§ Given instruction
Report, in full, each line of the entries below that contains the string "hillside".

§ Data entries

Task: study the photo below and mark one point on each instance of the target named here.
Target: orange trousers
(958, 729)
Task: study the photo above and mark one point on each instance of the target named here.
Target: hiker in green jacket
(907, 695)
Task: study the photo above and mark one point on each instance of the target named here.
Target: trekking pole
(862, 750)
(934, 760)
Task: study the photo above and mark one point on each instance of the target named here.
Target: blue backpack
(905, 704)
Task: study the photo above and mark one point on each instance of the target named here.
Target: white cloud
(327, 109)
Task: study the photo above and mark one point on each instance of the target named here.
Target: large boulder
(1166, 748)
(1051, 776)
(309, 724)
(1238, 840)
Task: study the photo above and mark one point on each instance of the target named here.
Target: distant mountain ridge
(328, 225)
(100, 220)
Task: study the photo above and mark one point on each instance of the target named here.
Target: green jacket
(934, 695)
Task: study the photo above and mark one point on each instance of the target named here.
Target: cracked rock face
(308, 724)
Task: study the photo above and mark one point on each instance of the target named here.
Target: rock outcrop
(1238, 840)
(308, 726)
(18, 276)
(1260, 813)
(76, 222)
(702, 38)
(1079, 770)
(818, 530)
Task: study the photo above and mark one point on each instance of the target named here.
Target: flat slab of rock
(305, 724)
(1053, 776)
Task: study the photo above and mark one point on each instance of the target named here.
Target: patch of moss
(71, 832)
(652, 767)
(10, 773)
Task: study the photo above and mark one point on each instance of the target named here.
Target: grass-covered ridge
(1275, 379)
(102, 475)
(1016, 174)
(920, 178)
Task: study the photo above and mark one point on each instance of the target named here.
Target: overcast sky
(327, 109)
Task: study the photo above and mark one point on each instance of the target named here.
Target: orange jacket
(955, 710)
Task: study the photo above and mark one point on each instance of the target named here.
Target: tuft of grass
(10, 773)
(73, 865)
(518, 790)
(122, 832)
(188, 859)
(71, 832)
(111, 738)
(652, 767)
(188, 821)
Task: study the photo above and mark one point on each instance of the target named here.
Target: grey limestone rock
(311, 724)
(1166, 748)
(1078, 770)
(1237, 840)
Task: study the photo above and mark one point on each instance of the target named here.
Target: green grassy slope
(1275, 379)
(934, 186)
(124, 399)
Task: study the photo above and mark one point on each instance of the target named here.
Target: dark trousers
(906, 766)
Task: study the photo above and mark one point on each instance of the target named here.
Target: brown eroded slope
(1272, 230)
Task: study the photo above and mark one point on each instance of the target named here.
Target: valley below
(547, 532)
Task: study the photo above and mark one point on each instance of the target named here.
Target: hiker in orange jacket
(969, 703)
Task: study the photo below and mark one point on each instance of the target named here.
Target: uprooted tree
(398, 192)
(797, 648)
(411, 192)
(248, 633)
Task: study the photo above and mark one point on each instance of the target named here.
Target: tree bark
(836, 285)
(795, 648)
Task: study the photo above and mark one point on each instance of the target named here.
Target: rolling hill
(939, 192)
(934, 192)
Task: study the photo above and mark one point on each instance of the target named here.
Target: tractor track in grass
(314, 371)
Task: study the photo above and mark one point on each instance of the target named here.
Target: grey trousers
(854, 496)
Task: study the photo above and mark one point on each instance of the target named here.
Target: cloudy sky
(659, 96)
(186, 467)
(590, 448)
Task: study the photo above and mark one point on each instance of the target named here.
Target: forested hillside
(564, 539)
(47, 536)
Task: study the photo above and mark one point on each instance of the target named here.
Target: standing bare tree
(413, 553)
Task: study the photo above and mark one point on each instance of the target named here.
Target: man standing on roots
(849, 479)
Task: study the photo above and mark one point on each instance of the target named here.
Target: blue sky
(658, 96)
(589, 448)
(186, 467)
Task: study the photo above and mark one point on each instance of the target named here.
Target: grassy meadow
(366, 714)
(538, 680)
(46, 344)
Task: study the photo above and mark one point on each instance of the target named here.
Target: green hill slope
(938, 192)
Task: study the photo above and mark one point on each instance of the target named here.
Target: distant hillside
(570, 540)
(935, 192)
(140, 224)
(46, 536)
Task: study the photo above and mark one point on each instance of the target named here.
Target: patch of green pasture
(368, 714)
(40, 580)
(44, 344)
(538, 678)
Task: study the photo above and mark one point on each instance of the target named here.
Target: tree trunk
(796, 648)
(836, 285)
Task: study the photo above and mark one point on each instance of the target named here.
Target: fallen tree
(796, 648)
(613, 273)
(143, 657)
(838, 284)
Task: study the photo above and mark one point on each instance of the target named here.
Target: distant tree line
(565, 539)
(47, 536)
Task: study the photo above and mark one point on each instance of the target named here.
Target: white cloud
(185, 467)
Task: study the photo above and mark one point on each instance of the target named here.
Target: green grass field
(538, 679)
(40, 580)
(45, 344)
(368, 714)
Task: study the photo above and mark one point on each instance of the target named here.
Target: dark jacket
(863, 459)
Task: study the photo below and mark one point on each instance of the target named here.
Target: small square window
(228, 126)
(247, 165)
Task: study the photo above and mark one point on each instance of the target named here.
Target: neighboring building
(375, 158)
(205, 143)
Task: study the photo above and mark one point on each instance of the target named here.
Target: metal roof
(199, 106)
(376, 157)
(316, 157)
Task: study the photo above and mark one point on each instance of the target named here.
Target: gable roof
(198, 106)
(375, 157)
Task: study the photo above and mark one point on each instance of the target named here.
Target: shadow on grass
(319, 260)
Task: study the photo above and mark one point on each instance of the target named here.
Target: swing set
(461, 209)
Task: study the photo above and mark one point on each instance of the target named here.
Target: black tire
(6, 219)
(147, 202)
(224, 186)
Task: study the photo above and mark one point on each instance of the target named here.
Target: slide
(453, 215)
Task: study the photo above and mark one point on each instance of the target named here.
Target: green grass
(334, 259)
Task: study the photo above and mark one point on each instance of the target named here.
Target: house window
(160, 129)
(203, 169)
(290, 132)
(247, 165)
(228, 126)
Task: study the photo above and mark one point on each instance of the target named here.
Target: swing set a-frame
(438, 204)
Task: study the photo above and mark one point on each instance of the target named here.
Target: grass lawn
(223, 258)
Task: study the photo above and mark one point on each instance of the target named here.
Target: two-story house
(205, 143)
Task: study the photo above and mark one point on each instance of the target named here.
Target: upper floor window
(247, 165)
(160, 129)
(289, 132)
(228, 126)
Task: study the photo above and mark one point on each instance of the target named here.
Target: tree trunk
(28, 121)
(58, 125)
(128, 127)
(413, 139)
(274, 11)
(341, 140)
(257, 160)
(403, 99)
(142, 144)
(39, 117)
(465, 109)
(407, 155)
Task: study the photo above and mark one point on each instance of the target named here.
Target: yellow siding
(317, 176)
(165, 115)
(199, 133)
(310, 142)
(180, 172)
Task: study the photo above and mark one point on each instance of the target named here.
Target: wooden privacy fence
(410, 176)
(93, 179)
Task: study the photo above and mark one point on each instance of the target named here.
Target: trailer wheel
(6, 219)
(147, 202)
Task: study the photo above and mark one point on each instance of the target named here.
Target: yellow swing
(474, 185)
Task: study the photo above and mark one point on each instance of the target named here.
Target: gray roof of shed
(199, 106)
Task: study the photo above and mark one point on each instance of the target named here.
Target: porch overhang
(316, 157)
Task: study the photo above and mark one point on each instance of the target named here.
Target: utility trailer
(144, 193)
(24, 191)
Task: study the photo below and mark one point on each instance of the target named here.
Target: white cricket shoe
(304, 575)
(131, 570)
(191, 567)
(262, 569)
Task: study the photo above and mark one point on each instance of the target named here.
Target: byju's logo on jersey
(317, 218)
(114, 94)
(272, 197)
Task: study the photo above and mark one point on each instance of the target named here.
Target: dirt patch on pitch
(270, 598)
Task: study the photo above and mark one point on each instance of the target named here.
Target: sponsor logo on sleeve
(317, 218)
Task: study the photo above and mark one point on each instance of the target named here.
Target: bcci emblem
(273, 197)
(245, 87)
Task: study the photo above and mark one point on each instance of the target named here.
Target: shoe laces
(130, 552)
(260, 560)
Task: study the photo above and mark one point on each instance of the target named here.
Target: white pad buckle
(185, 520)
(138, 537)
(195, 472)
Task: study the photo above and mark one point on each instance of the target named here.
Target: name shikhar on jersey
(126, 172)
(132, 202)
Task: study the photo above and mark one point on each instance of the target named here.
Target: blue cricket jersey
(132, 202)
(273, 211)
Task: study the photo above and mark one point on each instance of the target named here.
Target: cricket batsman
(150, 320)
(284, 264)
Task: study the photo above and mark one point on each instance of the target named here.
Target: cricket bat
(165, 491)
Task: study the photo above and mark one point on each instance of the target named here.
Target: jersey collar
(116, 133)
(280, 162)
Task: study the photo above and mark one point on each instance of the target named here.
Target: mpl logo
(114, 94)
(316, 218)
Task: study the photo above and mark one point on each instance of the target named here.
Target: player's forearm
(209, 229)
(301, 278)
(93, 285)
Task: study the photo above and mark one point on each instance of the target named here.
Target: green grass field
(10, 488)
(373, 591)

§ Task output
Target: forested hillside
Target: distant hillside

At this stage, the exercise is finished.